Take the line with "Query: thin stem" and all lines after it, through the end of the records below, and repeat them exactly.
---- GIVEN RECORDS
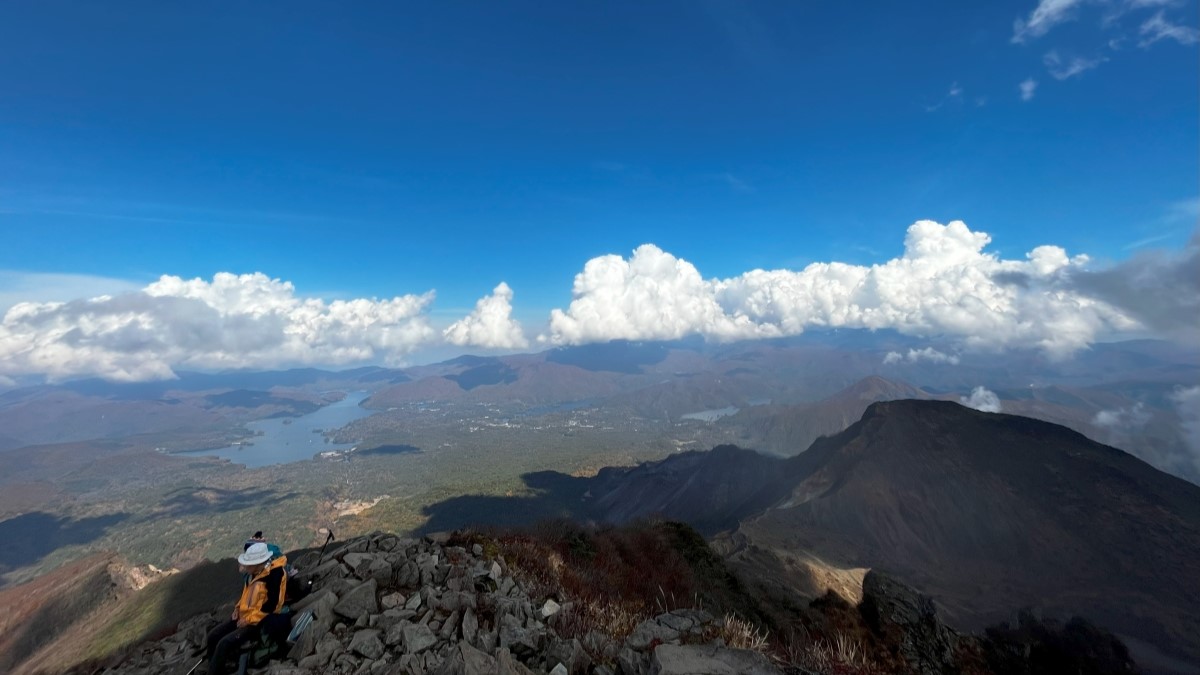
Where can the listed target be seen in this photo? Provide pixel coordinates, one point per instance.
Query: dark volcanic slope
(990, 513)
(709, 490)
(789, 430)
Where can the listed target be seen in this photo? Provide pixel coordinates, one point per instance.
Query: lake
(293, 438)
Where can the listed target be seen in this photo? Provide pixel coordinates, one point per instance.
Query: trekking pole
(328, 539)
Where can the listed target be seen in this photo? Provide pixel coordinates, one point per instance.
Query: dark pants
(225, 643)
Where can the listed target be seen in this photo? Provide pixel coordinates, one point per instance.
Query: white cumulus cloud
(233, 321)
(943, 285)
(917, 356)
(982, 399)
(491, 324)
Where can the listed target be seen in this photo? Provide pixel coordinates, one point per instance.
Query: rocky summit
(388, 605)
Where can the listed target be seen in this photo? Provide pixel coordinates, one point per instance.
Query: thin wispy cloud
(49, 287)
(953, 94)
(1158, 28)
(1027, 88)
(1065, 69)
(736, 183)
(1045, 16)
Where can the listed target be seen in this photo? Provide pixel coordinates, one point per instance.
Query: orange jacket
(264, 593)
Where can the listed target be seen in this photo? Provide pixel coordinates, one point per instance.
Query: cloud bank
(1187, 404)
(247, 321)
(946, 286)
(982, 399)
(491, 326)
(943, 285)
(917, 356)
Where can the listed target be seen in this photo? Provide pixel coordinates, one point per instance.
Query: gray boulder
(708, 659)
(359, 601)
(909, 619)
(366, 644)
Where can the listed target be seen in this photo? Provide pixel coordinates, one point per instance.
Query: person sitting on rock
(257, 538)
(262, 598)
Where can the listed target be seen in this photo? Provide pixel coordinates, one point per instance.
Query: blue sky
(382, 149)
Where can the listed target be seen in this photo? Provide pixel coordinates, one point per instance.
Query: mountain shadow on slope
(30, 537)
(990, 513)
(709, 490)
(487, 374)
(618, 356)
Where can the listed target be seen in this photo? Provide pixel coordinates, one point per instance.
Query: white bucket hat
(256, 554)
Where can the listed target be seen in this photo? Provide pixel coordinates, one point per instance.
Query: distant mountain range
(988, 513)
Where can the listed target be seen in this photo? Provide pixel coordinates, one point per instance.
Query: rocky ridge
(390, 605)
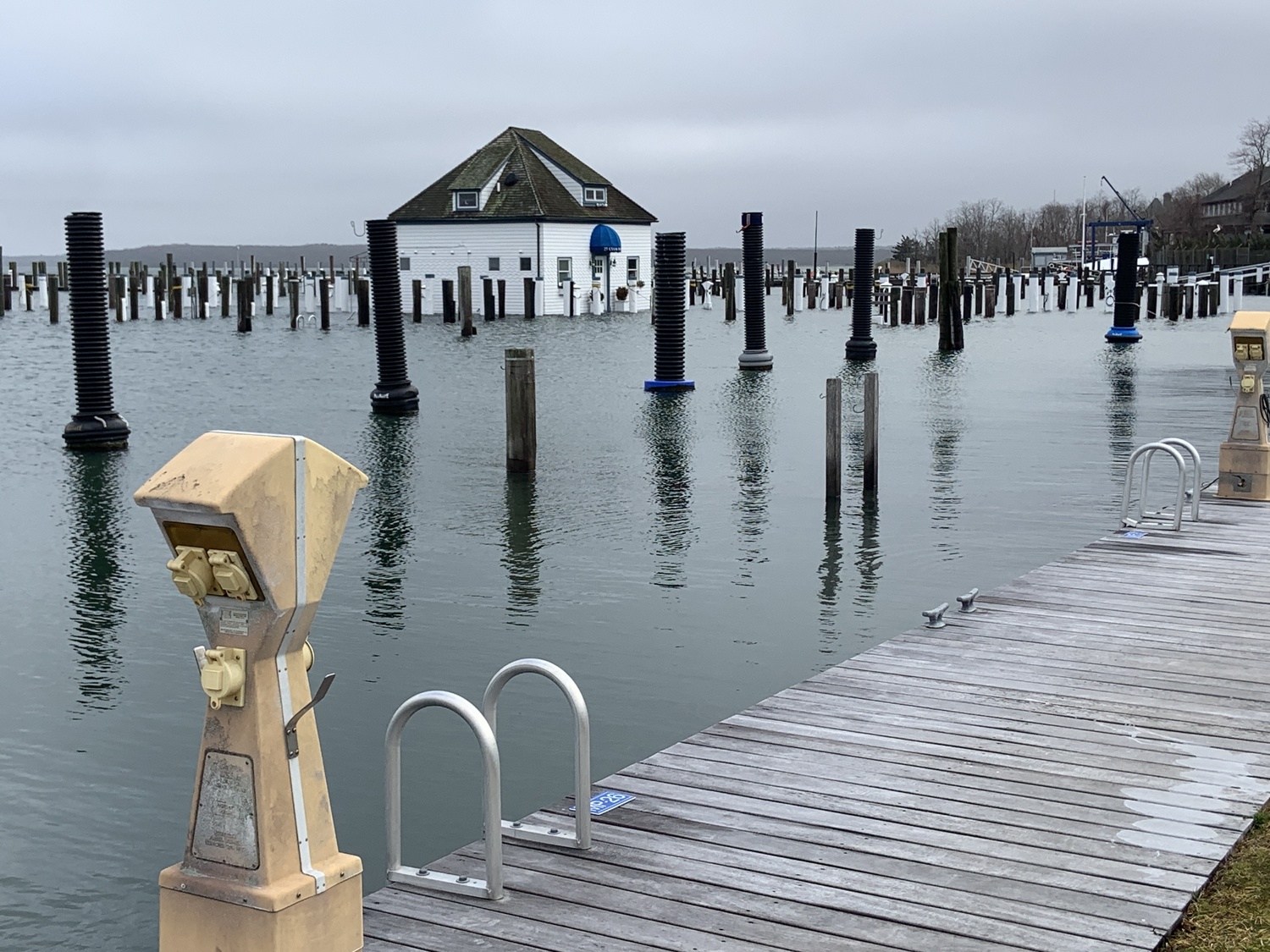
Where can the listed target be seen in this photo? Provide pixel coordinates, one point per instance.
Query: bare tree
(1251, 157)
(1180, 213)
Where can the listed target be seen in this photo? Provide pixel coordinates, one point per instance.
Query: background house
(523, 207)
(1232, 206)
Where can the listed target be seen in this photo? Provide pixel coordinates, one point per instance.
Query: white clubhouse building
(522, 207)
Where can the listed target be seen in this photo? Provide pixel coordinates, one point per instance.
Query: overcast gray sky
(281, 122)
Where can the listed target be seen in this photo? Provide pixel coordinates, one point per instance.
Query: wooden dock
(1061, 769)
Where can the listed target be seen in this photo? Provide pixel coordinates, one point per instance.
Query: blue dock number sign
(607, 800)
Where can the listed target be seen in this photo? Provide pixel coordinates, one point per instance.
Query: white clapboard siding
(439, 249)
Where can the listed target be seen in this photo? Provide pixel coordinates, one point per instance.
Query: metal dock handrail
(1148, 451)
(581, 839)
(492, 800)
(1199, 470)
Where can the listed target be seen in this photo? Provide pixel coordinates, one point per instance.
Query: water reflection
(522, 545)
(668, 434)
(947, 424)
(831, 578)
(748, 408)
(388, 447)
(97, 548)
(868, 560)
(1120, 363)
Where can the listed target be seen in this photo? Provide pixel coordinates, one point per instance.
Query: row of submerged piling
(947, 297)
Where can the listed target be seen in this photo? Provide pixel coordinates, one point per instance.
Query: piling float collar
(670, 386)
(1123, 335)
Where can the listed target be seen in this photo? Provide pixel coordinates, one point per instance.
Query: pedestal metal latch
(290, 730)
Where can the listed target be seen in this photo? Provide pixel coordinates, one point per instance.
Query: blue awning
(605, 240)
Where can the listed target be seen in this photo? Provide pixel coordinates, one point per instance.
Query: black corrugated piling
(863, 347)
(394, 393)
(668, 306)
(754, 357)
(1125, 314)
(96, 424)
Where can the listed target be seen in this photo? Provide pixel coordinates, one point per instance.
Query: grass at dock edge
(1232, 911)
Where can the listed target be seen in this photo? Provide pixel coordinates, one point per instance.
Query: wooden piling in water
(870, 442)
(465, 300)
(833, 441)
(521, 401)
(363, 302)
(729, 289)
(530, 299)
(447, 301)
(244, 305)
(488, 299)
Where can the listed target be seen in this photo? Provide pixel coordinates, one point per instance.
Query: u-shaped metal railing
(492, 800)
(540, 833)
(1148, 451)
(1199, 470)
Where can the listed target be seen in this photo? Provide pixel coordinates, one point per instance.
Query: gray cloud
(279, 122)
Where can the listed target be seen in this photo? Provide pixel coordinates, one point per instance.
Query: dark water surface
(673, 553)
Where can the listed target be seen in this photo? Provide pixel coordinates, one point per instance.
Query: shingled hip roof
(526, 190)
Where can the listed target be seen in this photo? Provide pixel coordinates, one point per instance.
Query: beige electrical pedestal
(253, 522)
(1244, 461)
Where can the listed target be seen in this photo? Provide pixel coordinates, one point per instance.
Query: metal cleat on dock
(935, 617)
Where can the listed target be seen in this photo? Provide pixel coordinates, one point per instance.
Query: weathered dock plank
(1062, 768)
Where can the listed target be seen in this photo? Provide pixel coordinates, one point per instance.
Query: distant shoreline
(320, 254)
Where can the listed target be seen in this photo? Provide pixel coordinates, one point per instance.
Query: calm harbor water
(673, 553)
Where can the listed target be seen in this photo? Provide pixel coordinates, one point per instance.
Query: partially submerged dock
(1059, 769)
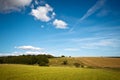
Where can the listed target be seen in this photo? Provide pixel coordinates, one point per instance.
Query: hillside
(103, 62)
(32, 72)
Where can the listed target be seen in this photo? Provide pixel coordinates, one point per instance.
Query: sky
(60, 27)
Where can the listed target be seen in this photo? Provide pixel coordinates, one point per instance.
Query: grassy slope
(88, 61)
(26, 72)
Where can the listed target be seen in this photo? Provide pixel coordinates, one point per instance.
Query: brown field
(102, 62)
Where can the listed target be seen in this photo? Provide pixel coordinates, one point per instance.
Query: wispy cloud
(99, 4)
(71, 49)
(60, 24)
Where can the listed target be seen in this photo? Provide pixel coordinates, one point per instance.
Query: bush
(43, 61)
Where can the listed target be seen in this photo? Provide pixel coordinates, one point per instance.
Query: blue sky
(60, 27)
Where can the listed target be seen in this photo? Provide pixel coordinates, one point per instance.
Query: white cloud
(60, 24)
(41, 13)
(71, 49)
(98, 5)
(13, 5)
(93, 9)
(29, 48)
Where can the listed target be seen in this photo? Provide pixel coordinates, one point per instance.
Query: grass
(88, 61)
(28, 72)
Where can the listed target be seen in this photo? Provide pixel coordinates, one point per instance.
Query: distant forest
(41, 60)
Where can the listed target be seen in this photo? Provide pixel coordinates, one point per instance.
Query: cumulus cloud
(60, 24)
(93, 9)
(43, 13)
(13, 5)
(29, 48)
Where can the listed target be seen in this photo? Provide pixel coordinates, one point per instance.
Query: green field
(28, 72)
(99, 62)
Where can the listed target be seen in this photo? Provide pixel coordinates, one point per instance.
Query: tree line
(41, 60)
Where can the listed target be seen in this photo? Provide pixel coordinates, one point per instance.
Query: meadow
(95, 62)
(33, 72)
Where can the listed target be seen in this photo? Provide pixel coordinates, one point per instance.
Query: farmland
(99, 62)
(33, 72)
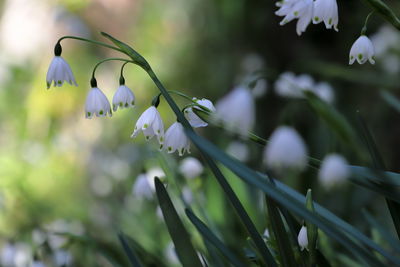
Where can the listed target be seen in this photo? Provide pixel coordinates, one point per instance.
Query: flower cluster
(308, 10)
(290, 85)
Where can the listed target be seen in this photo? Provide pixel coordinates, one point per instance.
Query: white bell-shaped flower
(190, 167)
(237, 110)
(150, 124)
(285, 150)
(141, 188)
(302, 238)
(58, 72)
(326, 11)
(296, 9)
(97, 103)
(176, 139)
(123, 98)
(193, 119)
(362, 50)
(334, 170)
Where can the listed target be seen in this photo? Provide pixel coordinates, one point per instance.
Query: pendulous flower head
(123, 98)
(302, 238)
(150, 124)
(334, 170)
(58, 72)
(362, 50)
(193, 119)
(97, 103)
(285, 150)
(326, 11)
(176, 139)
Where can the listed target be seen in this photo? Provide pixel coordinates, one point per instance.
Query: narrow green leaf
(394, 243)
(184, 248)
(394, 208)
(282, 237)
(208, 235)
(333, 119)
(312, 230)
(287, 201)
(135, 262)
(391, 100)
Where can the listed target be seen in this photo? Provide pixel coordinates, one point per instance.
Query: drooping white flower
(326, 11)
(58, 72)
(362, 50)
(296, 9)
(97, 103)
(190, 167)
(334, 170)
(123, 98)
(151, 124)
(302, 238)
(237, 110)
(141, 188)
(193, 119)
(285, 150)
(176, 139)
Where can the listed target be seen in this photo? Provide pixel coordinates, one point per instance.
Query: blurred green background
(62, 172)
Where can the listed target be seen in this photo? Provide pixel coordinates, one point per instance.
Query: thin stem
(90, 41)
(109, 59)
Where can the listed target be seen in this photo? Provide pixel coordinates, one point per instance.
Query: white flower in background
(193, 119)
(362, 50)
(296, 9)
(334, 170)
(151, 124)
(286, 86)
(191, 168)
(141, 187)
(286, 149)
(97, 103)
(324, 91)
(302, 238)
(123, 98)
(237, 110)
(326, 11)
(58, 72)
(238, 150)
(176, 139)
--------
[SOLUTION]:
Query: thin stem
(90, 41)
(109, 59)
Where can the listed target be seen in this photo? Provide pixel coordinates, one point per instance.
Query: white flower in background
(193, 119)
(362, 50)
(296, 9)
(334, 170)
(151, 124)
(286, 86)
(191, 168)
(141, 187)
(286, 149)
(97, 103)
(324, 91)
(302, 238)
(123, 98)
(237, 110)
(326, 11)
(58, 72)
(238, 150)
(176, 139)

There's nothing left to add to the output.